* **Reading text**:
————————

Containers of soup that had been boiled for one hour, and then were sealed,
remained sterile. Boiling for only a few minutes was not enough to sterilize
the soup. Pasteur had previously demonstrated that the dust collected by
drawing air through a cotton ball contained large numbers of bacteria, hence
he knew that bacteria were present in the air and could be filtered out by
using a cotton ball. He also knew that bacteria would settle out on the walls
of a long, bent, glass tube as air was passed through it.
- Question: Is there indeed a "life force" present in air (or oxygen)
that can cause bacteria to develop by spontaneous generation? Is there a means
of allowing air to enter a container, thus any life force, if such does exist,
but not the bacteria that are present in that air?
- Hypothesis: There is no such life force in air, and a container of
sterilized broth will remain sterile, even if exposed to the air, as long as
bacteria cannot enter the flask.
- Prediction: If there is no life force, broth in swan-neck flasks
should remain sterile, even if exposed to air, because any bacteria in the air
will settle on the walls of the initial portion of the neck. Broth in flasks
plugged with cotton should remain sterile because the cotton is able to filter
bacteria out of the air.
- Testing: Pasteur boiled broth in various-shaped flasks to sterilize
it, then let it cool. As the broth and air in the containers cooled, fresh
room air was drawn into the containers. None of the flasks were sealed — all
were exposed to the outside air in one way or another.
control group — Some flasks opened straight up, so
not only air, but any bacteria present in that air, could get into them.
experimental group(s) — Pasteur used some flasks
with long, S-shaped necks (swan-neck flasks) and closed others with cotton
plugs. This allowed air to enter these flasks, but the long, swan neck or the
cotton balls filtered out any bacteria present in that air. He subsequently
broke the long necks off some of the swan-neck flasks.
replication — Pasteur used several flasks in each
of his groups. According to one freshman biology text, some of his original
flasks, on display (in France), still are sterile.
- Data: Broth in flasks with necks opening straight up spoiled (as
evidenced by a bad odor, cloudiness in previously clear broth, and microscopic
examination of the broth confirming the presence of bacteria), while broth in
swan-neck flasks did not, even though fresh air could get it. Broth in flasks
with cotton plugs did not spoil, even though air could get through the cotton.

————————

* **Stored data**:
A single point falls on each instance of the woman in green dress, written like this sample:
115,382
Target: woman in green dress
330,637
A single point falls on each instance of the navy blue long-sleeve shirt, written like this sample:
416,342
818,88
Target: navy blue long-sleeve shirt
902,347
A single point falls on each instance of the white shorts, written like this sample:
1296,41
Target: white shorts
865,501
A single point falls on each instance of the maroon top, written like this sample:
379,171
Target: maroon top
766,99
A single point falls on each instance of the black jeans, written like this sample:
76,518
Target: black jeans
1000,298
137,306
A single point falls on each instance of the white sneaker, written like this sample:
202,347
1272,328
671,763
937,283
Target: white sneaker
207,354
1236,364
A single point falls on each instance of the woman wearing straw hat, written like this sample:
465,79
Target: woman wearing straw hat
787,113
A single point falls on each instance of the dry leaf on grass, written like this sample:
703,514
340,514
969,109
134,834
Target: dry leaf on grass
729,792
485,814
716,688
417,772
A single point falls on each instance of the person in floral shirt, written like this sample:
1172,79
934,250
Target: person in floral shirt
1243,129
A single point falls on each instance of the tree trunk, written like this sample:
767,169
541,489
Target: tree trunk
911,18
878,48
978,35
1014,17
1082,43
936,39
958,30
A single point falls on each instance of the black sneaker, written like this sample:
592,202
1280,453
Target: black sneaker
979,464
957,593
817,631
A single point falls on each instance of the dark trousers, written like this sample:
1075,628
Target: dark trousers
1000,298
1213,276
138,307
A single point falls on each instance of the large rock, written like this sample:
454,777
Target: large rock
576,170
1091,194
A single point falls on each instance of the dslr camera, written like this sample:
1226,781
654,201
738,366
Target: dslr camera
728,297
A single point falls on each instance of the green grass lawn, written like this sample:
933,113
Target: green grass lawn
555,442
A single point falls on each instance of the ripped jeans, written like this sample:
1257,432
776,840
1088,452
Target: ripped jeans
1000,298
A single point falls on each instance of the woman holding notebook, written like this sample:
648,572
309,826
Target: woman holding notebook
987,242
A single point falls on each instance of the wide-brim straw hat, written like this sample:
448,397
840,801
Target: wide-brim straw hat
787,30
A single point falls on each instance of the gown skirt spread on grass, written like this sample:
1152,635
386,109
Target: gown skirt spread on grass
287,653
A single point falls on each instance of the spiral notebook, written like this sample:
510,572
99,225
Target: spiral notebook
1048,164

————————

* **What the task asks**: Update the text on Pasteur's flask experiment: write out the part from "- Testing: Pasteur" up to and including "the swan-neck flasks." again, with "broth" replaced by "soup".

* **Task solution**:
- Testing: Pasteur boiled soup in various-shaped flasks to sterilize
it, then let it cool. As the soup and air in the containers cooled, fresh
room air was drawn into the containers. None of the flasks were sealed — all
were exposed to the outside air in one way or another.
control group — Some flasks opened straight up, so
not only air, but any bacteria present in that air, could get into them.
experimental group(s) — Pasteur used some flasks
with long, S-shaped necks (swan-neck flasks) and closed others with cotton
plugs. This allowed air to enter these flasks, but the long, swan neck or the
cotton balls filtered out any bacteria present in that air. He subsequently
broke the long necks off some of the swan-neck flasks.